◆ SHORT EXERCISE
Copy out every line of the entries below word for word, leaving each one unchanged.

___ RECORDS SHOWN

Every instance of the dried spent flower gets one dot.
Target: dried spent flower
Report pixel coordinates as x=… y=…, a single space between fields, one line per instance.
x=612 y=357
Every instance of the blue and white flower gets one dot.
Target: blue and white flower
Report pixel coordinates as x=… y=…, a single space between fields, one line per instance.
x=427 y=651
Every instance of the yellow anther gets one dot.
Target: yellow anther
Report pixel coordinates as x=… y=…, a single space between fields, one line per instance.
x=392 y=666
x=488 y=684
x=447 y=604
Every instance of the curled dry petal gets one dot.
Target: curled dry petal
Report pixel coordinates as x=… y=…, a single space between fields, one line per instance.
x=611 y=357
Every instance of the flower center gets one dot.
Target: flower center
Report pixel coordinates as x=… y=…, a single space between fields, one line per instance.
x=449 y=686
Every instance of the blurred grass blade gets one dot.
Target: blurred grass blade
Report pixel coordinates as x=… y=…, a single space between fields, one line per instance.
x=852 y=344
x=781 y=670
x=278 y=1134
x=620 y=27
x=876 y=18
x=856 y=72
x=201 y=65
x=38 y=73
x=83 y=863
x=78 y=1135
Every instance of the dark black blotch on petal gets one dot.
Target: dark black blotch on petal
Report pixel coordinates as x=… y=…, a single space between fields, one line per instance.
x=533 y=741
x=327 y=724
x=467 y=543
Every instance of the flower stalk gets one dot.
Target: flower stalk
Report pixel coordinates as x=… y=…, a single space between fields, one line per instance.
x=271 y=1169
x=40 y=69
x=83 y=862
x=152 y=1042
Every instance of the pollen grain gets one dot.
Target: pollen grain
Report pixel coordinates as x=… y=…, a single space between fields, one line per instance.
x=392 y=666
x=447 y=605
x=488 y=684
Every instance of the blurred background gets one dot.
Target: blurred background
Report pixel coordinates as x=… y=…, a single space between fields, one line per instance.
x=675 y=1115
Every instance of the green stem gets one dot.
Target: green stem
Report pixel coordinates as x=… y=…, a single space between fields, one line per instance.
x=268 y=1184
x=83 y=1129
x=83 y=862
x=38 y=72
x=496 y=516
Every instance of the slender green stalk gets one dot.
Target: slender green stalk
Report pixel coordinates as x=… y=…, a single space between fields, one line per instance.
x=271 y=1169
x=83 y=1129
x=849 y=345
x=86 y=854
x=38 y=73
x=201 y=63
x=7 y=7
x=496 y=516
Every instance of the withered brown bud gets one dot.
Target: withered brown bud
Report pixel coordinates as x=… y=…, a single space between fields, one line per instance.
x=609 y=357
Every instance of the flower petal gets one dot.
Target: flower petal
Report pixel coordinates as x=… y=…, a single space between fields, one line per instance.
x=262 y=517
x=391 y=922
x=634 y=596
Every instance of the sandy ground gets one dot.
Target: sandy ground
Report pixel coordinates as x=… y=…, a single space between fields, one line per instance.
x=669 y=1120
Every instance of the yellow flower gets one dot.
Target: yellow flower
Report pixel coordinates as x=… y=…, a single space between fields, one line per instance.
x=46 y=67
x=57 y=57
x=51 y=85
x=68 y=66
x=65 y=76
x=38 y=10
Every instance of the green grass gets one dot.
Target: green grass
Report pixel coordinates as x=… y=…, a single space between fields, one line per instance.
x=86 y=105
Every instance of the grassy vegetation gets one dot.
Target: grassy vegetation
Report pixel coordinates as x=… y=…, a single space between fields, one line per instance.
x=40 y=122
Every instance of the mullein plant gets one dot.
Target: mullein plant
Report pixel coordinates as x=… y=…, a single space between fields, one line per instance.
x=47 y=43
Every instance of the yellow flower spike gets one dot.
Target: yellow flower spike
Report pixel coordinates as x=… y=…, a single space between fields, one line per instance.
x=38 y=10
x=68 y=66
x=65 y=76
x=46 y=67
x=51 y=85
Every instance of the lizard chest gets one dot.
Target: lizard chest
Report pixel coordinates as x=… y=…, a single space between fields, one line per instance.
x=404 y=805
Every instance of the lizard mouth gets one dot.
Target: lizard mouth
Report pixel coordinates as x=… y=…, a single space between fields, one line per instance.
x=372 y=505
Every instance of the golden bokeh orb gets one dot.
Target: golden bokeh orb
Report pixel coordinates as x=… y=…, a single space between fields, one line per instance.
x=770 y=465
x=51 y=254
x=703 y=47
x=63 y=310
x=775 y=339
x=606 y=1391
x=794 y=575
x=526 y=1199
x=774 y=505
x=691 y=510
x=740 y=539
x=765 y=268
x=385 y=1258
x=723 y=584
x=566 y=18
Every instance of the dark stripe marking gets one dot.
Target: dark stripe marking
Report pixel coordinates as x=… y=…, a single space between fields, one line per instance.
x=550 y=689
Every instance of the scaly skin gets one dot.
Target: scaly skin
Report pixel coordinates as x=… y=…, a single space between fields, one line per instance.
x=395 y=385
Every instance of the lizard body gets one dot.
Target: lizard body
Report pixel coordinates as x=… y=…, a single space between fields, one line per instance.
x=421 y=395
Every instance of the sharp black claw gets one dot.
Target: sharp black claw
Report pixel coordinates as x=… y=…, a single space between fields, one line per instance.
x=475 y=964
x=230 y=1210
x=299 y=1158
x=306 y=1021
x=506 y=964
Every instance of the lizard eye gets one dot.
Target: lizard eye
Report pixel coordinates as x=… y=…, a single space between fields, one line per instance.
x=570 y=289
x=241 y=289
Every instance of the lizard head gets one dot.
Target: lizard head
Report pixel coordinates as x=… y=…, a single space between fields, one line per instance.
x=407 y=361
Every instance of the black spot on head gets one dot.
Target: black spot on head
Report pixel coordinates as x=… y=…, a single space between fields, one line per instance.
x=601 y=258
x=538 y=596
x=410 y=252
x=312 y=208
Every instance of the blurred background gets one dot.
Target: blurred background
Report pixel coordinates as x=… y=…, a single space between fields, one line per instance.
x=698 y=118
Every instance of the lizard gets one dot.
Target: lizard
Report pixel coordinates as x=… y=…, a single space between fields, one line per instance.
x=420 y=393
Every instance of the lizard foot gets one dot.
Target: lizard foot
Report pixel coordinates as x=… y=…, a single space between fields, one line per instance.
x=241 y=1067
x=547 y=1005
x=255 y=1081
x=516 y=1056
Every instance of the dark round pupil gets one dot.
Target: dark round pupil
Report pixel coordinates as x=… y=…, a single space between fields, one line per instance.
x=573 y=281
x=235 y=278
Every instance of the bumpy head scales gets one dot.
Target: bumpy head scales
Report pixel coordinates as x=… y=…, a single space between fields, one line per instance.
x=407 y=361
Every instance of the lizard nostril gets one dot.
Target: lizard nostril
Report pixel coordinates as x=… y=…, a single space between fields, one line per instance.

______

◆ COMPLETED EXERCISE
Every instance of the dried spent flower gets one dot.
Target: dried spent flower
Report pixel coordinates as x=… y=…, a single space between fields, one line per instance.
x=612 y=357
Every instance of the blue and white flower gets one dot.
Target: blue and white flower
Report pixel coordinates as x=… y=…, a single space between fields, one line per instance.
x=427 y=651
Every instance of the yellow anther gets one dot.
Target: yellow anther
Report pixel coordinates as x=… y=…, a single space between fields, one line per instance.
x=392 y=666
x=488 y=684
x=447 y=604
Every instance of the curled dry petal gets one dot.
Target: curled dry petal
Report pixel coordinates as x=… y=…, a single space between fields, one line per instance.
x=611 y=357
Every instance of the flower center gets one dot.
Target: flower center
Report pixel coordinates as x=… y=…, a single space between fields, one line per instance.
x=449 y=686
Every instance of the blurred grass blade gets one dot.
Target: blurred grass blade
Report pixel coordinates as x=… y=…, a single space between fields, one line per instance.
x=852 y=344
x=781 y=670
x=278 y=1134
x=620 y=27
x=876 y=18
x=856 y=72
x=201 y=65
x=38 y=73
x=83 y=863
x=78 y=1135
Every instance of the dark black blotch on petal gets one dot.
Target: dark black blotch on petal
Report pixel coordinates as x=… y=…, a single space between fields, one line per instance.
x=533 y=741
x=327 y=724
x=467 y=543
Every instance of the flower stalk gets one dot.
Target: flower stalk
Report pixel coordinates as x=… y=…, a single space between fields, one line per instance.
x=271 y=1169
x=40 y=69
x=83 y=862
x=152 y=1042
Every instance of the pollen grain gets one dot.
Target: pollen grain
Report pixel coordinates as x=… y=…, a single space between fields, one line per instance.
x=392 y=666
x=447 y=605
x=488 y=684
Every instance of the blurred background gets one dot.
Target: blurred background
Report pixel coordinates as x=… y=…, a single space between fields, one line per instance.
x=675 y=1115
Every instance of the green stem gets one dot.
Target: green stem
Report pixel coordinates as x=… y=…, a single space between fields, one line per instance.
x=268 y=1184
x=83 y=1129
x=83 y=862
x=38 y=72
x=496 y=516
Every instance of the slender green stalk gets one dot.
Target: slender green stalk
Report pixel coordinates as x=… y=…, a single space between fields, one line per instance.
x=271 y=1169
x=83 y=1129
x=849 y=345
x=86 y=854
x=38 y=73
x=201 y=63
x=7 y=7
x=496 y=516
Every instance of the withered brown bud gets one dot.
Target: withered brown bud
Report pixel coordinates as x=… y=…, a single space between fields, one line per instance.
x=609 y=357
Every instance of the flower petal gets one dot.
Target: flower petal
Report pixel coordinates as x=… y=…, a single space between fields, one line per instance.
x=262 y=517
x=391 y=922
x=634 y=596
Every instance of the sandy ground gets one dot.
Target: sandy ground
Report pixel coordinates as x=… y=…, a single space between fields, one line per instance.
x=669 y=1120
Every instance of the yellow flower gets one dot.
Target: yellow flower
Report pixel coordinates as x=… y=…, a single space between fields, one line per instance.
x=46 y=67
x=57 y=57
x=51 y=85
x=68 y=66
x=65 y=76
x=38 y=10
Every instance of the green grass gets one dot.
Target: green grass
Report pixel coordinates as x=… y=…, a single space between fields, one line per instance.
x=86 y=105
Every instance of the grassy vegetation gets one dot.
Target: grassy vegetation
Report pixel coordinates as x=… y=…, a single space between fields, one line per instance.
x=40 y=122
Every instance of the mullein plant gets one dot.
Target: mullein plant
Report pixel coordinates as x=… y=…, a single space between fields, one line per instance.
x=47 y=43
Every instance of the yellow flower spike gets one dot.
Target: yellow flower spike
Report pixel coordinates as x=… y=…, a single space between fields, one line per instance.
x=38 y=10
x=68 y=66
x=65 y=76
x=46 y=67
x=51 y=85
Every instance of the lizard chest gets one dot.
Target: lizard chest
Report pixel coordinates as x=… y=…, a single space between fields, one line per instance.
x=404 y=805
Every instance of the lizard mouth gets one dot.
Target: lizard mouth
Report pixel coordinates as x=… y=…, a single space between fields, one line per instance.
x=372 y=505
Every instance of the golden bokeh orb gets one dot.
Target: golden bokeh orb
Report pixel coordinates as x=… y=…, a single space between fields, one line per instance.
x=770 y=465
x=51 y=254
x=703 y=47
x=63 y=310
x=775 y=339
x=606 y=1391
x=794 y=575
x=526 y=1199
x=774 y=505
x=691 y=510
x=740 y=539
x=765 y=268
x=385 y=1258
x=723 y=584
x=566 y=18
Every instance of the dark stripe marking gets one dot.
Target: dark stripe marking
Report pixel coordinates as x=… y=…, a single space between fields, one line per instance.
x=550 y=689
Every instance of the scaly skin gets one dot.
Target: scaly skin
Report pixel coordinates as x=… y=…, a single space between fields, one line per instance.
x=395 y=385
Every instance of the lizard body gets one dot.
Target: lizard body
Report pixel coordinates as x=… y=…, a single space between fields, one line per instance.
x=421 y=395
Every instance of the sharp black claw gets one dot.
Target: sharp black claw
Report pixel coordinates as x=… y=…, a single space between fields, one line per instance.
x=475 y=964
x=230 y=1210
x=299 y=1158
x=306 y=1021
x=506 y=964
Every instance of the lizard eye gets one dot.
Target: lizard eye
Report pixel coordinates as x=… y=…, a single space between fields, one line per instance.
x=570 y=289
x=241 y=289
Every instance of the lizard head gets one dot.
Target: lizard head
Report pixel coordinates as x=… y=…, a single space between fields, one line per instance.
x=407 y=361
Every instance of the black spot on head gets one dot.
Target: black spot on head
Report pixel coordinates as x=… y=…, a single space between fields, one line per instance.
x=601 y=258
x=538 y=596
x=410 y=252
x=312 y=208
Every instance of the blurred background gets one dot.
Target: blurred background
Report pixel coordinates as x=… y=…, a single space between fields, one line per instance.
x=698 y=118
Every instance of the lizard gets one dot.
Target: lizard
Report pixel coordinates as x=… y=…, a single space between fields, one line per instance.
x=420 y=393
Every instance of the lizard foot gets one dot.
Target: lizard foot
Report pixel coordinates as x=… y=…, a single space between fields, one line per instance.
x=241 y=1067
x=547 y=1005
x=255 y=1081
x=516 y=1056
Every instance of the dark round pupil gets one dot.
Target: dark round pupil
Report pixel coordinates as x=… y=…, a single space between fields, one line per instance.
x=573 y=281
x=235 y=278
Every instance of the bumpy head scales gets one dot.
Target: bumpy head scales
Report pixel coordinates as x=… y=…, a single space between fields, one line per instance.
x=407 y=361
Every instance of the lizard nostril gets one dot.
Target: lizard nostril
Report pixel coordinates as x=… y=…, a single space between fields, one line per instance.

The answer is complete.